Position annotation records
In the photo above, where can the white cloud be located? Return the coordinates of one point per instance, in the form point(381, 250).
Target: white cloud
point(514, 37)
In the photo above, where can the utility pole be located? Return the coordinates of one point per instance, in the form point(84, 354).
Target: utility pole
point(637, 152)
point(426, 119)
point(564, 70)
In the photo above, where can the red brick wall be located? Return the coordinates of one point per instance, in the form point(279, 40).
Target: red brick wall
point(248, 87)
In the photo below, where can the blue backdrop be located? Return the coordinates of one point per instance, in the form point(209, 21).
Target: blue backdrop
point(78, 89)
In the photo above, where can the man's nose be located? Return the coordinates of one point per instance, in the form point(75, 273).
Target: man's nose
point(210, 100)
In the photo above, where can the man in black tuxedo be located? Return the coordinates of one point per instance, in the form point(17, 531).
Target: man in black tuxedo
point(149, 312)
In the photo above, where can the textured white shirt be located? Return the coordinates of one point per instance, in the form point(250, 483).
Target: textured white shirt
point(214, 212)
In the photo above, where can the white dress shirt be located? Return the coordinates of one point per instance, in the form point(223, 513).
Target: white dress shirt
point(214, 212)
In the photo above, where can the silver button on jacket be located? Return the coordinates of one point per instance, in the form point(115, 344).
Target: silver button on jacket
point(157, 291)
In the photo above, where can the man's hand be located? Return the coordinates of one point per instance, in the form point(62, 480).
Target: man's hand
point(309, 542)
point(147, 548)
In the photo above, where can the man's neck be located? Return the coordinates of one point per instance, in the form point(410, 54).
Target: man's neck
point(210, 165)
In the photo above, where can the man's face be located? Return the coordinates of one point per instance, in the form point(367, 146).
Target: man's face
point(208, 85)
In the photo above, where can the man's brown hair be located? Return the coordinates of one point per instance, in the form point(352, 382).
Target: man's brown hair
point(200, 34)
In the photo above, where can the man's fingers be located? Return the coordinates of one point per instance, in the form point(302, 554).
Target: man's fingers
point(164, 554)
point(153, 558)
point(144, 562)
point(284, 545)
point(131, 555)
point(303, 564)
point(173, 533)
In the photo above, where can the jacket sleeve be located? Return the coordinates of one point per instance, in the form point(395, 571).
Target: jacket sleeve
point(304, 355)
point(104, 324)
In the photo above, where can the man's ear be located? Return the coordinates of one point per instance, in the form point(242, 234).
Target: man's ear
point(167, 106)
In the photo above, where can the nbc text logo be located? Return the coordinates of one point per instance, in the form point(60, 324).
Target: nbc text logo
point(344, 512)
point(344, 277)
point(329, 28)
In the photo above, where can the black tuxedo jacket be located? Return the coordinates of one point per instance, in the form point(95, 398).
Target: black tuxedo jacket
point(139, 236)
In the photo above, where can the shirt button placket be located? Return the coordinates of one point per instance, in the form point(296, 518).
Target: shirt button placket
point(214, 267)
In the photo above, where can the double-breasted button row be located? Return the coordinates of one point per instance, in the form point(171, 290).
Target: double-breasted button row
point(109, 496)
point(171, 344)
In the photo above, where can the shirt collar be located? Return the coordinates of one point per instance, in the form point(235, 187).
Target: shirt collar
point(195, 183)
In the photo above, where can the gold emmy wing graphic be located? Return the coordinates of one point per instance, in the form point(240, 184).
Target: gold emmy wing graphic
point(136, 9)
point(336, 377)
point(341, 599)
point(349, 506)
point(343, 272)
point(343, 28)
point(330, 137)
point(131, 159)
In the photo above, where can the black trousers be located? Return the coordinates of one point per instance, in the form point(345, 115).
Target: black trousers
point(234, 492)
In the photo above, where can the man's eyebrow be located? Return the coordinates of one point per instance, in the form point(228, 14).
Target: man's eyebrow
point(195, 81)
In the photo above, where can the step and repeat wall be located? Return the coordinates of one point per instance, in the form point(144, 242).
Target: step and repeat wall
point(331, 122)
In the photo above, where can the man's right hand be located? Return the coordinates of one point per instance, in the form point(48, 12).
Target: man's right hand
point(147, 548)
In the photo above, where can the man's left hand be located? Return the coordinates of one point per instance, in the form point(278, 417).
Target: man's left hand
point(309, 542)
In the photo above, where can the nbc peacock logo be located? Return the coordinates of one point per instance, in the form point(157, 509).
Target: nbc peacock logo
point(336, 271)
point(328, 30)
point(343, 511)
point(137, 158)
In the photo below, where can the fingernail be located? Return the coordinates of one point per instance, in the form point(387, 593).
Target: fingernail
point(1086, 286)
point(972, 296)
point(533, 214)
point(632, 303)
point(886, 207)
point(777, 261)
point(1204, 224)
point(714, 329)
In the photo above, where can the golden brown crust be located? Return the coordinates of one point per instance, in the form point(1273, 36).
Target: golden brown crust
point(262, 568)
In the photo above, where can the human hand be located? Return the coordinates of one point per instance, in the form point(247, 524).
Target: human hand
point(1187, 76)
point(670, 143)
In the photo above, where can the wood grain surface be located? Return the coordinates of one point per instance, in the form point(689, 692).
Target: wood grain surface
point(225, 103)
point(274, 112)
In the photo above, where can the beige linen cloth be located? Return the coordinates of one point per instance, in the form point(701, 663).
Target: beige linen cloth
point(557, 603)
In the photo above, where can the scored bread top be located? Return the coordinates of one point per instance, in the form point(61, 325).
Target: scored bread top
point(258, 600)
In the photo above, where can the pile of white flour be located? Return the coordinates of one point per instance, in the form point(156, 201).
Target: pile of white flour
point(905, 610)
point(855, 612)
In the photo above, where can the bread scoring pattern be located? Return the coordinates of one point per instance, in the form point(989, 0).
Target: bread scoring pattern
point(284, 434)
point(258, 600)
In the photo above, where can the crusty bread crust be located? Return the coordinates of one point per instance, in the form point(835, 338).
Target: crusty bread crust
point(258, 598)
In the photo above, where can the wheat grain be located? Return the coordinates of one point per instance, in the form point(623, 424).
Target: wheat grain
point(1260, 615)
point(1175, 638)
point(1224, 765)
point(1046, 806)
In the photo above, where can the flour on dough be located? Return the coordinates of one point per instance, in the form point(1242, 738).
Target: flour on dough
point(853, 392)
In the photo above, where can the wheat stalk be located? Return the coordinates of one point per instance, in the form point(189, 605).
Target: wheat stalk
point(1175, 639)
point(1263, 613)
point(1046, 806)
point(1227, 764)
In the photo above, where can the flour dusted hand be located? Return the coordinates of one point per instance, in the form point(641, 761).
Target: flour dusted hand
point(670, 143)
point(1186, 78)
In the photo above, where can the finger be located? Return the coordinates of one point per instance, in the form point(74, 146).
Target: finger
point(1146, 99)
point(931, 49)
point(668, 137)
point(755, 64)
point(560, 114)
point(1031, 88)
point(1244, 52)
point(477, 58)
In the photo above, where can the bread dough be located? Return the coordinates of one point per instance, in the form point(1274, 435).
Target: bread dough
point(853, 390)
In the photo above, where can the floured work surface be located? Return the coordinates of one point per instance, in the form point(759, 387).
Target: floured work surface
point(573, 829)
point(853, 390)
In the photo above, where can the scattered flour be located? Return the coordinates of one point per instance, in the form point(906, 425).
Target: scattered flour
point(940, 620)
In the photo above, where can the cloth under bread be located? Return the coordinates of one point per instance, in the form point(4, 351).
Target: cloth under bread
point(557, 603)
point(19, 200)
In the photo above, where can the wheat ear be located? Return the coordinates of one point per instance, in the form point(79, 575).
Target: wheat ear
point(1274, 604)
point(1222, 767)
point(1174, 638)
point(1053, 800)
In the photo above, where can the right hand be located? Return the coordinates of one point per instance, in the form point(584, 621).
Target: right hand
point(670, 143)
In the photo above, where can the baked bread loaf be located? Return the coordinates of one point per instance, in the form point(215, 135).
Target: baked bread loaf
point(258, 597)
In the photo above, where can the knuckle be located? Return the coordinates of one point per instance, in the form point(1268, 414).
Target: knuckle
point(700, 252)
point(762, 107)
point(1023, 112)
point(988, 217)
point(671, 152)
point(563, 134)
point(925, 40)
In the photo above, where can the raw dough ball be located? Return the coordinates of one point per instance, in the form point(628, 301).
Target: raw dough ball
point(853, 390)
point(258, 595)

WHAT NEEDS TO BE DONE
Reproduce word for word the lines running from the line that contains "In the photo above, where can the man's ear" through the line that contains "point(214, 267)", including both of those lines.

ANSWER TO THIS TASK
In the photo above, where can the man's ear be located? Return the coordinates of one point per instance, in the form point(242, 234).
Target: man's ear
point(167, 106)
In the photo above, where can the nbc text logo be located? Return the coordinates of one point per instance, in the form point(60, 324).
Target: nbc text logo
point(344, 512)
point(344, 277)
point(329, 28)
In the photo above, where can the black tuxedo jacket be located? Return the coordinates of one point per instance, in the form point(95, 398).
Target: black tuxedo jacket
point(139, 236)
In the photo above, where can the shirt button placket be located? Return the coordinates of one point per instance, in the form point(296, 518).
Target: shirt button placket
point(214, 267)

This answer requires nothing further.